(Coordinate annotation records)
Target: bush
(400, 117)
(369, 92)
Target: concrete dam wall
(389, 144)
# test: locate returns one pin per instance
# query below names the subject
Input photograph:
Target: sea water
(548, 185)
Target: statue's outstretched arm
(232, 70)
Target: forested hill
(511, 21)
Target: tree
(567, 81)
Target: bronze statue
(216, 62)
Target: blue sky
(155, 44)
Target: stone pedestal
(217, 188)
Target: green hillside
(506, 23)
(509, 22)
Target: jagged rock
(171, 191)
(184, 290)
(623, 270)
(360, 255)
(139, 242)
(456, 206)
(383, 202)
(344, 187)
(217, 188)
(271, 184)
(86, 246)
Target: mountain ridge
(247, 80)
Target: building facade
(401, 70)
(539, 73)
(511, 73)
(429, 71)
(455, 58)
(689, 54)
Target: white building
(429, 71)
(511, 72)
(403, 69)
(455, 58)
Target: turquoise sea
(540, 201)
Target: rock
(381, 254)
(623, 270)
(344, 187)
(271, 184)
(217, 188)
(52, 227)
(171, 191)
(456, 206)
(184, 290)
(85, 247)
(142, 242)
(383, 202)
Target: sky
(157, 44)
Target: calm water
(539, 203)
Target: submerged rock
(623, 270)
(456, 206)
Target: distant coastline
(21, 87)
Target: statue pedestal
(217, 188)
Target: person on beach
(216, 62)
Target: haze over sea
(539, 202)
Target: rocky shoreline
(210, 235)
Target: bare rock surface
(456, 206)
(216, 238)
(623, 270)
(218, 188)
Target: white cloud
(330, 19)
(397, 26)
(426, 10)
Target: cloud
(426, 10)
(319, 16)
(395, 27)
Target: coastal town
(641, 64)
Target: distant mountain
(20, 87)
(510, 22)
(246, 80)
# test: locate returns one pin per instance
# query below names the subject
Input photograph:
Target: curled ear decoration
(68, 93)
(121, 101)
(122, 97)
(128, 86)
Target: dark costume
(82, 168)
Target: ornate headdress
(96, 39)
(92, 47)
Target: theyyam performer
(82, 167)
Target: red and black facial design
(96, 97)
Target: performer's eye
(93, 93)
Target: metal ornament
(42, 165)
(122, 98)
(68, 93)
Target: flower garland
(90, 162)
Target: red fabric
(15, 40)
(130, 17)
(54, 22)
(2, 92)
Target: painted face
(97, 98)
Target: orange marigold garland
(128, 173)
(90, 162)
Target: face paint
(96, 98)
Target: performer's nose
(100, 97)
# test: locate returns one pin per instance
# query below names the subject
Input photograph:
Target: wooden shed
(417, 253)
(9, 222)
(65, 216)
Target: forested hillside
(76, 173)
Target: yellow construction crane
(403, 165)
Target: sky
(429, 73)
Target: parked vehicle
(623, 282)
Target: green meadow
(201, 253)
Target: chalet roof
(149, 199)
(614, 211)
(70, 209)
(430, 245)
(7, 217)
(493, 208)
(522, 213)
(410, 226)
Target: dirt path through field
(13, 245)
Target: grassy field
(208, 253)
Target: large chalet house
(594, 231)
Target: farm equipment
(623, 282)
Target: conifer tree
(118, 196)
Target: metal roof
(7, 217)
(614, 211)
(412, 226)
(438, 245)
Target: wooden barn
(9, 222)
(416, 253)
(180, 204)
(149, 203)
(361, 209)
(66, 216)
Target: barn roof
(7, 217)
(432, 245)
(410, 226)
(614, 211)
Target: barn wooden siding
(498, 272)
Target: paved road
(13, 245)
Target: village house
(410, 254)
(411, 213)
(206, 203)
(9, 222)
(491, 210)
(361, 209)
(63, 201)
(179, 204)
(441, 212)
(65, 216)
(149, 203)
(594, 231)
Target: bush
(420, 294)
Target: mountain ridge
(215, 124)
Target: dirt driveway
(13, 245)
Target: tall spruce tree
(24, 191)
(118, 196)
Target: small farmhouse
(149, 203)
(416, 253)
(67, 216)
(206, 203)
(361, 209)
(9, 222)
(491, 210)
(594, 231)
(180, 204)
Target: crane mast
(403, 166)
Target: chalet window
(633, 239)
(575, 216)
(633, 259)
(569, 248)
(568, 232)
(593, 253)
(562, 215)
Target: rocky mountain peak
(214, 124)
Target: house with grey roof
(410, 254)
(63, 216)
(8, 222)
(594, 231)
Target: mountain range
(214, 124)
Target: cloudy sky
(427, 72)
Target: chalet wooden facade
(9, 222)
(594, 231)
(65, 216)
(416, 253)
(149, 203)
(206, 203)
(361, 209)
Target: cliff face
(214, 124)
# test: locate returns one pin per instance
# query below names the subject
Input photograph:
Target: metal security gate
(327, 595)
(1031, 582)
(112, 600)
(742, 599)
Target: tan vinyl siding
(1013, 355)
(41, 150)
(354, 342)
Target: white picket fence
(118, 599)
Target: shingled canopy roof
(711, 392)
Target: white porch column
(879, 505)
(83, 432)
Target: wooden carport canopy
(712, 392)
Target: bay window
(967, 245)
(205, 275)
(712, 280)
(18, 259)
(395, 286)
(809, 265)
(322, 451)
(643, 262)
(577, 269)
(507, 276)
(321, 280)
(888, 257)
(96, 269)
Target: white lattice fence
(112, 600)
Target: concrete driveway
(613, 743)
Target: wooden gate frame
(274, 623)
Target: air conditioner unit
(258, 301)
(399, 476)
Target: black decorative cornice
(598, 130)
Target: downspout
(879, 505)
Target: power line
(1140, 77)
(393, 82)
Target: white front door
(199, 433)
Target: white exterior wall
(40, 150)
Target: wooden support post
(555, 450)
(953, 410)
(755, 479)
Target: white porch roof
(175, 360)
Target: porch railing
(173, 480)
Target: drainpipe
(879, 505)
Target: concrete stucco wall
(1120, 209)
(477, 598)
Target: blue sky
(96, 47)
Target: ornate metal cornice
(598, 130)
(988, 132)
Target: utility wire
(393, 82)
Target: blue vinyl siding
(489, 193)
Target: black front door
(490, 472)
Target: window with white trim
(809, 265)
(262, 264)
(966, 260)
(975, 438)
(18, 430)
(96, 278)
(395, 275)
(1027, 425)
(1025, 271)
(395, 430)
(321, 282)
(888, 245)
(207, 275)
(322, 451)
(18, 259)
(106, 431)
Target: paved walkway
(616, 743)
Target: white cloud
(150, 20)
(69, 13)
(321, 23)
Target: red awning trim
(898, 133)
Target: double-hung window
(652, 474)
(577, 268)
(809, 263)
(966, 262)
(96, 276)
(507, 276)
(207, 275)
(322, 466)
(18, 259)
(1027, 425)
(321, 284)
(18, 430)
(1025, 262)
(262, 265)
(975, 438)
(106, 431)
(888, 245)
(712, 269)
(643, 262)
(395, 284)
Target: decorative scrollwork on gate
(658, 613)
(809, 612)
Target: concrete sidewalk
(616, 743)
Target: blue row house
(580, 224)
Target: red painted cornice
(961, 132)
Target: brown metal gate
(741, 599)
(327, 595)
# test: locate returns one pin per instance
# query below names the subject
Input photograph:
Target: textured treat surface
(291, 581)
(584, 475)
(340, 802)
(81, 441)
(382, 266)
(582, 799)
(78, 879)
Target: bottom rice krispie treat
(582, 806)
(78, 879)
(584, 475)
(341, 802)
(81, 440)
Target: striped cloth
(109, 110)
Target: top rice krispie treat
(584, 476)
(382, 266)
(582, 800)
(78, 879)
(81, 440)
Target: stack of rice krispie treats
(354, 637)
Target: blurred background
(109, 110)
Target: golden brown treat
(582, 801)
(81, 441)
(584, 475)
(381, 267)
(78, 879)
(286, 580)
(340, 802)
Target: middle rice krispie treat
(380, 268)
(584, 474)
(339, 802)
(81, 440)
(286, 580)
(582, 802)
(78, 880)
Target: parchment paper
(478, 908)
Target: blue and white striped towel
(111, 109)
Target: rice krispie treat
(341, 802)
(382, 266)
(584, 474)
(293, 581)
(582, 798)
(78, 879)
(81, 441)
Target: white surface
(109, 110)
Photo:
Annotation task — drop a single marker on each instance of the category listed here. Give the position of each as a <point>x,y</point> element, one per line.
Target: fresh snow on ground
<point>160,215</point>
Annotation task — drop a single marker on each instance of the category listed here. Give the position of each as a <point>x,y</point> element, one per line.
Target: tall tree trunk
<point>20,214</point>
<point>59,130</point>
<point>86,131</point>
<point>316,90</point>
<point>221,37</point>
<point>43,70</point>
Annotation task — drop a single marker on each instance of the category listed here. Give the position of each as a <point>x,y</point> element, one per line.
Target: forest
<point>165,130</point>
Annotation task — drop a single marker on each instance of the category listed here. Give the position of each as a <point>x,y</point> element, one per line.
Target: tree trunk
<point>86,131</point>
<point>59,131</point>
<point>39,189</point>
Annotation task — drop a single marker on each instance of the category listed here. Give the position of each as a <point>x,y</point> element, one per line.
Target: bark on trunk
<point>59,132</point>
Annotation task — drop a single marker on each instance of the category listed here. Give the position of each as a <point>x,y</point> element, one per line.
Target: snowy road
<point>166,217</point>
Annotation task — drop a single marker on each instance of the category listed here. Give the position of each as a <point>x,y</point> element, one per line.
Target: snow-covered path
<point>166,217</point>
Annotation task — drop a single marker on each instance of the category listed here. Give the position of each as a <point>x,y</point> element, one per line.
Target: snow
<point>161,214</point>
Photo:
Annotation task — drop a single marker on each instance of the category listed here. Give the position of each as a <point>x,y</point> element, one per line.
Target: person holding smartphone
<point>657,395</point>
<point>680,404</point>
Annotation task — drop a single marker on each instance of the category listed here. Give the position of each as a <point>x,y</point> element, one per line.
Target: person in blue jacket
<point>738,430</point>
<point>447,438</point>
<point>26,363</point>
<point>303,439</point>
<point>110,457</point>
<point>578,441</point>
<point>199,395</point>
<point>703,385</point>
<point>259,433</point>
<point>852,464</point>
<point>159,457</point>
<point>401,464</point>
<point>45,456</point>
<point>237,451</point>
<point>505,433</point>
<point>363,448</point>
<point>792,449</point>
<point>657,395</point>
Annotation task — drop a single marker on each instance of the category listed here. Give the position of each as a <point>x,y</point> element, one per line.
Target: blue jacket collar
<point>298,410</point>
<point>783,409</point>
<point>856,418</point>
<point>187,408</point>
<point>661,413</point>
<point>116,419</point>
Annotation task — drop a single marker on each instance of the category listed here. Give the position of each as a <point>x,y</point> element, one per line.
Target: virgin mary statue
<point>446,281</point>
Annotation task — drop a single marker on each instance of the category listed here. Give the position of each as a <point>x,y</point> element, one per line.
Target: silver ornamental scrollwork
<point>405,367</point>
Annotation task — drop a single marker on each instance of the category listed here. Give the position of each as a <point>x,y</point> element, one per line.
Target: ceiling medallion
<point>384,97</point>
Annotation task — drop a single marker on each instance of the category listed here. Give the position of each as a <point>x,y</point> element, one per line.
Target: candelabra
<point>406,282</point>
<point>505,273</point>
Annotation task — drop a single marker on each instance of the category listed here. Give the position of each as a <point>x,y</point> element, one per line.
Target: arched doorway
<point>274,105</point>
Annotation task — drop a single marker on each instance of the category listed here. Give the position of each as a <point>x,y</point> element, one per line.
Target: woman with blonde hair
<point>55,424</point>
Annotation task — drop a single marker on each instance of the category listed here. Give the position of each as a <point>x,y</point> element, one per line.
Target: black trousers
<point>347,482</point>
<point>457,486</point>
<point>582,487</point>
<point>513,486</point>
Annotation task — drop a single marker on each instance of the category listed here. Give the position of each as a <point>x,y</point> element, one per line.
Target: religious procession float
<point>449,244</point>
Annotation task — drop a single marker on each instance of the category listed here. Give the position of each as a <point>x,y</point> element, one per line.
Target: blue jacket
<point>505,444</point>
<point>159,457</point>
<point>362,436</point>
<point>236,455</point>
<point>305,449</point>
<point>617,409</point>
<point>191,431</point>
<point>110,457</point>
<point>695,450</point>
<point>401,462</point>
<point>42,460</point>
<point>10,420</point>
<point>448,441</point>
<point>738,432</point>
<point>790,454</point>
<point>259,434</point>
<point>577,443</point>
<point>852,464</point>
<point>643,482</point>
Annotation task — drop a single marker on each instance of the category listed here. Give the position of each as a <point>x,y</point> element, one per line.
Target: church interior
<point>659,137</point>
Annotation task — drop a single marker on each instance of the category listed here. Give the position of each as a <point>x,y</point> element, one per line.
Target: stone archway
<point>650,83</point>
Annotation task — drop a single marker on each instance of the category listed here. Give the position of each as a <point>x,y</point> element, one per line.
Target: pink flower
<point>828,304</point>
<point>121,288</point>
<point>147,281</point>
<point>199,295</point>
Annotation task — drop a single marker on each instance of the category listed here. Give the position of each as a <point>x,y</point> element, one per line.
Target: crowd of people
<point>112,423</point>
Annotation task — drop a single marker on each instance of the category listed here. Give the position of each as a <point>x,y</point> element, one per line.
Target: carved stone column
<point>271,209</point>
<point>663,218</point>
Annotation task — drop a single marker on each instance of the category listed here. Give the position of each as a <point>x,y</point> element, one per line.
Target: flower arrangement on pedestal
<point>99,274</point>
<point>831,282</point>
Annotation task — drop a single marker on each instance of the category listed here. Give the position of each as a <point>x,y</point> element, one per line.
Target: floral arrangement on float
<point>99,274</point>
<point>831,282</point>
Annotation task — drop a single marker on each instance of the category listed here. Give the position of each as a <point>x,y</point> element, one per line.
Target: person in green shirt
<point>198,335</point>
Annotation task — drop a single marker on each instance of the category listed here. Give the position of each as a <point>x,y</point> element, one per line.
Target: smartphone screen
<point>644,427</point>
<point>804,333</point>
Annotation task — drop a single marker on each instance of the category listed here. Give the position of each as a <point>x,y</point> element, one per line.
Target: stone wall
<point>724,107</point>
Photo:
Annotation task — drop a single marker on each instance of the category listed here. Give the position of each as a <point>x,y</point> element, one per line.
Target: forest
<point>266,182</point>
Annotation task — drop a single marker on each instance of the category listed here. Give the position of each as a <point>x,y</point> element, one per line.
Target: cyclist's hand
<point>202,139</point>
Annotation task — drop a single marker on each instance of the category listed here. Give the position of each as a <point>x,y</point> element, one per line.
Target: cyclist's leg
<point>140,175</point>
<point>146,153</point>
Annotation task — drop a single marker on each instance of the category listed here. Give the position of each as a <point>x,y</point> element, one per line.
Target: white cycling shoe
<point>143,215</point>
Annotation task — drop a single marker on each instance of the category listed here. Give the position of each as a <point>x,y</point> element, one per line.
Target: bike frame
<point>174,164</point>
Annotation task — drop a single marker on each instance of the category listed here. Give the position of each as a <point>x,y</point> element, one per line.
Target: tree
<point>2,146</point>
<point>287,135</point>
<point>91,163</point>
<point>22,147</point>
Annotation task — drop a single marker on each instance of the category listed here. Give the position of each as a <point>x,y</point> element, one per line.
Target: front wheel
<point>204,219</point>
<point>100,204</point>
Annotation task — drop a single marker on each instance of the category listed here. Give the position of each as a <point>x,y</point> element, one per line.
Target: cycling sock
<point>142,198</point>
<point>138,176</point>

Description of the task
Pick out every line of the records above that contains the string "mountain", treating uppercase and lowercase as different.

Result of the exercise
Target: mountain ridge
Target: distant mountain
Target: mountain ridge
Target: rocky mountain peak
Target: mountain range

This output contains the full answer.